++++ Passage provided

C289 CRC Young thematic

The potential of the microbiome for colorectal cancer screening

Alterations of the microbiome are associated with colorectal cancer. Research suggests that microbiome data could improve colorectal cancer screening. Analysis of the microbiome directly from existing screening methods offers the opportunity to rapidly translate this research into practice, with the potential to develop a multifactorial colorectal cancer screening tool.

by Dr Caroline Young and Professor Philip Quirke

Current colorectal cancer screening methods
Different countries have adopted various approaches to colorectal cancer screening. They share a common goal: detection of asymptomatic adenomas or early stage carcinomas, as detection and treatment at an earlier stage is associated with improved survival [1]. Two main screening methods are in use: detection of fecal occult blood and visualization of the colon. Stool DNA testing has recently been approved but is currently prohibitively expensive.

Detection of fecal occult blood can be achieved using the guaiac fecal occult blood test (gFOBT) or an immunochemical method, fecal immunochemical test (FIT). The gFOBT method requires participants to apply stool to a gFOBT card on three occasions and return this to a screening centre through the post. Hydrogen peroxide is applied and if heme is present, blue discolouration occurs. This method has been shown to reduce mortality by 16 % [2]. The FIT method requires participants to insert a FIT probe into stool and return this to a screening centre through the post. An antibody-based assay is used to detect globin. FIT is more sensitive and specific, can be analysed quantitatively and has improved acceptability [3]. Participants in whom fecal occult blood is detected above a threshold, by either method, are referred for colonoscopy.

++++++++

**What needs to be done**
From the passage on the microbiome and colorectal cancer screening, write out word for word the stretch starting at "Alterations of the" and ending at "cancer screening tool.".

++++ Dataset extract

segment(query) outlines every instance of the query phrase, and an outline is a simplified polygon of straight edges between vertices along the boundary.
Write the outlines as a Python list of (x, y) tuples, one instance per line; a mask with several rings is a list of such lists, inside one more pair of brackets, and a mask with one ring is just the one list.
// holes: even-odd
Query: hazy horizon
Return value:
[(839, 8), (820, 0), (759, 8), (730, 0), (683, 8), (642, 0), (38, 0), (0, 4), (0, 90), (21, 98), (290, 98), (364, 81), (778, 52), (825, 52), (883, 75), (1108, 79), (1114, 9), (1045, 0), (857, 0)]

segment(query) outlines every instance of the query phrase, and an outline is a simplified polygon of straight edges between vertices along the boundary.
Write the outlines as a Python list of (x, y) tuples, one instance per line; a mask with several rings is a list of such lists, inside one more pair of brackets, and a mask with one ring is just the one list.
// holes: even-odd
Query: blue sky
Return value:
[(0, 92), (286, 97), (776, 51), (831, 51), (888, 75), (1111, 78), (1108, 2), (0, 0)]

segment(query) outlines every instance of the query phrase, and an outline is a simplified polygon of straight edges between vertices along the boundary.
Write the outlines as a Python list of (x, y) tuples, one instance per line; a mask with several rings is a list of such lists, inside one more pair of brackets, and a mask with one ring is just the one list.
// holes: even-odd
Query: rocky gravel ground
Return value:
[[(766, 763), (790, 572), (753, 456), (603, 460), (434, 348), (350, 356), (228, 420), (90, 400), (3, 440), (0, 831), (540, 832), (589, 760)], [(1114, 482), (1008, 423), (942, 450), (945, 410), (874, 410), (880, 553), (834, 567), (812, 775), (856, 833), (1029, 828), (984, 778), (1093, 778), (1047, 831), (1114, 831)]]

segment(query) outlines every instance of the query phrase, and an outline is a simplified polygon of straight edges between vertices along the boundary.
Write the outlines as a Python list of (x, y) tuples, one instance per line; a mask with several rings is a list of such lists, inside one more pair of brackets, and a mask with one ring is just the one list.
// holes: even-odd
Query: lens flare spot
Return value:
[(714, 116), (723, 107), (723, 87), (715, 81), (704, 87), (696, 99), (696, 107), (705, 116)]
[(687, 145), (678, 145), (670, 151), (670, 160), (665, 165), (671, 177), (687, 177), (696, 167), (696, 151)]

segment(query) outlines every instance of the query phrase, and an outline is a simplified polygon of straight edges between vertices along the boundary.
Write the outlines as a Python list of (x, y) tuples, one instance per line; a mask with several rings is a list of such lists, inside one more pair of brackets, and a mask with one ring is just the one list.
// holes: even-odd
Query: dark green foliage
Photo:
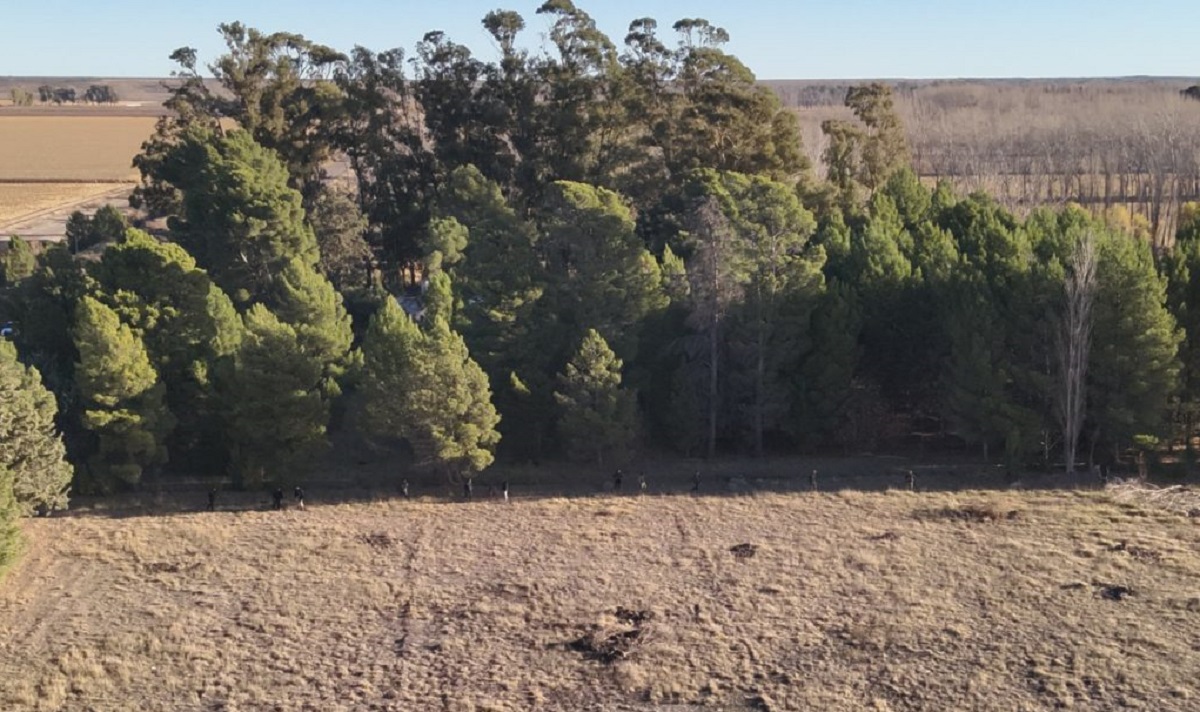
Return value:
[(371, 288), (374, 256), (365, 239), (367, 220), (346, 192), (322, 189), (308, 210), (320, 250), (320, 271), (340, 292)]
[(1099, 240), (1088, 401), (1093, 447), (1130, 447), (1163, 435), (1178, 388), (1181, 334), (1166, 309), (1166, 282), (1150, 245), (1127, 235)]
[(622, 361), (595, 329), (558, 375), (558, 432), (576, 460), (604, 465), (630, 454), (636, 436), (636, 394), (622, 387)]
[(96, 245), (116, 243), (128, 227), (130, 223), (121, 211), (112, 205), (103, 205), (91, 217), (76, 210), (67, 219), (67, 249), (72, 255), (78, 255)]
[(444, 319), (421, 331), (385, 301), (362, 351), (367, 431), (408, 441), (419, 465), (451, 478), (492, 463), (500, 436), (487, 376)]
[(17, 235), (8, 239), (8, 250), (0, 253), (0, 287), (16, 287), (34, 274), (37, 258), (29, 243)]
[(20, 510), (12, 493), (12, 473), (0, 463), (0, 578), (17, 562), (20, 555), (20, 528), (17, 519)]
[(100, 298), (142, 335), (162, 378), (179, 421), (173, 447), (220, 450), (214, 375), (241, 339), (229, 298), (179, 245), (134, 229), (104, 251), (92, 274)]
[[(8, 487), (20, 514), (66, 509), (72, 473), (54, 425), (56, 413), (54, 395), (37, 370), (20, 364), (17, 349), (0, 341), (0, 490)], [(5, 496), (0, 491), (0, 521)]]
[(166, 388), (142, 339), (90, 297), (77, 310), (74, 341), (83, 426), (97, 441), (88, 460), (91, 481), (102, 490), (137, 485), (146, 469), (167, 462), (175, 421)]
[(245, 315), (233, 372), (222, 383), (224, 441), (234, 480), (244, 486), (287, 481), (326, 444), (325, 370), (304, 337), (266, 307)]
[(275, 316), (292, 327), (301, 352), (320, 369), (322, 390), (329, 397), (340, 395), (358, 364), (342, 295), (313, 268), (292, 259), (276, 276), (270, 297), (277, 305)]
[(319, 251), (300, 193), (280, 158), (250, 133), (188, 132), (161, 174), (182, 193), (172, 238), (235, 304), (274, 306), (275, 276), (289, 262), (316, 268)]

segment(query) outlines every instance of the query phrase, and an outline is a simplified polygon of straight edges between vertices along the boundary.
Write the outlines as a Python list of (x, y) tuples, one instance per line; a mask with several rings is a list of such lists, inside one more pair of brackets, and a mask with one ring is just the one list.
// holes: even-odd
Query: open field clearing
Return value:
[(0, 587), (0, 708), (1195, 710), (1196, 521), (1054, 491), (77, 513)]
[(0, 226), (25, 216), (74, 205), (113, 191), (133, 190), (134, 184), (112, 183), (0, 183)]
[(0, 180), (128, 181), (152, 116), (0, 116)]

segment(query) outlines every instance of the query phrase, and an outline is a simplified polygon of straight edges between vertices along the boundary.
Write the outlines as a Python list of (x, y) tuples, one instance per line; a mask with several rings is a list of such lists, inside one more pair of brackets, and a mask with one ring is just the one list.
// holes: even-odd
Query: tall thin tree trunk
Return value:
[(755, 364), (755, 387), (754, 387), (754, 454), (756, 457), (762, 457), (762, 431), (763, 431), (763, 389), (767, 387), (767, 357), (763, 353), (767, 348), (764, 341), (764, 331), (767, 325), (761, 321), (758, 323), (758, 359)]
[(718, 353), (720, 351), (720, 339), (716, 334), (719, 324), (716, 313), (713, 313), (713, 322), (708, 329), (708, 459), (716, 456), (716, 411), (719, 395), (718, 379)]
[(1086, 414), (1087, 359), (1092, 346), (1092, 303), (1096, 298), (1096, 243), (1091, 233), (1075, 245), (1064, 287), (1066, 309), (1056, 347), (1062, 383), (1058, 418), (1067, 474), (1075, 473), (1079, 432)]

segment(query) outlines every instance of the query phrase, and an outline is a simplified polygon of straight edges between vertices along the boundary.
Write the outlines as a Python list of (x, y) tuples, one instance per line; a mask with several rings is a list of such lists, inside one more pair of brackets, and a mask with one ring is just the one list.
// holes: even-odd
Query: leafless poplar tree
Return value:
[(1074, 474), (1079, 433), (1087, 412), (1087, 358), (1092, 347), (1092, 304), (1096, 300), (1096, 239), (1090, 232), (1075, 244), (1063, 292), (1066, 304), (1055, 340), (1061, 377), (1057, 409), (1067, 474)]

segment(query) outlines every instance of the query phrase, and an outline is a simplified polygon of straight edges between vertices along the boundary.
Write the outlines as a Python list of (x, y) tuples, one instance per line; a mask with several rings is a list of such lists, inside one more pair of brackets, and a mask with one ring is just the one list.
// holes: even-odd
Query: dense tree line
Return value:
[[(882, 85), (826, 125), (817, 181), (724, 30), (638, 19), (618, 48), (569, 0), (538, 12), (544, 54), (518, 14), (484, 19), (493, 62), (440, 32), (406, 61), (222, 25), (221, 94), (178, 50), (136, 162), (168, 228), (79, 216), (66, 247), (7, 253), (0, 361), (36, 417), (6, 397), (0, 426), (55, 463), (61, 432), (80, 491), (185, 465), (276, 483), (334, 429), (450, 478), (913, 432), (1069, 469), (1190, 436), (1200, 214), (1156, 252), (930, 187)], [(65, 466), (0, 472), (0, 510), (62, 504)]]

++++++++

**Written solution**
Alterations of the microbiome are associated with colorectal cancer. Research suggests that microbiome data could improve colorectal cancer screening. Analysis of the microbiome directly from existing screening methods offers the opportunity to rapidly translate this research into practice, with the potential to develop a multifactorial colorectal cancer screening tool.